Work required:
Output every line of the entries below as a Markdown table with two columns, Row and Line, numbering the rows in order and omitting any blank lines.

Data excerpts:

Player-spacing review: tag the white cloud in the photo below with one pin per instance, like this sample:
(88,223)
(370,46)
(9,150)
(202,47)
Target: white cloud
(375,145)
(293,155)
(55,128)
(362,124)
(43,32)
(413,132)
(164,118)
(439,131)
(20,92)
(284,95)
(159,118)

Task output:
| Row | Line |
|---|---|
| 1 | Player-spacing review: tag the white cloud in the photo below with one pin per instance, like this sample: |
| 2 | (88,223) |
| 3 | (370,46) |
| 4 | (9,150) |
| 5 | (202,47) |
| 6 | Target: white cloud |
| 7 | (375,145) |
| 8 | (293,155) |
| 9 | (55,128) |
| 10 | (362,124) |
| 11 | (43,32) |
| 12 | (413,132) |
| 13 | (164,118) |
| 14 | (439,131) |
| 15 | (20,92) |
| 16 | (284,95) |
| 17 | (159,118) |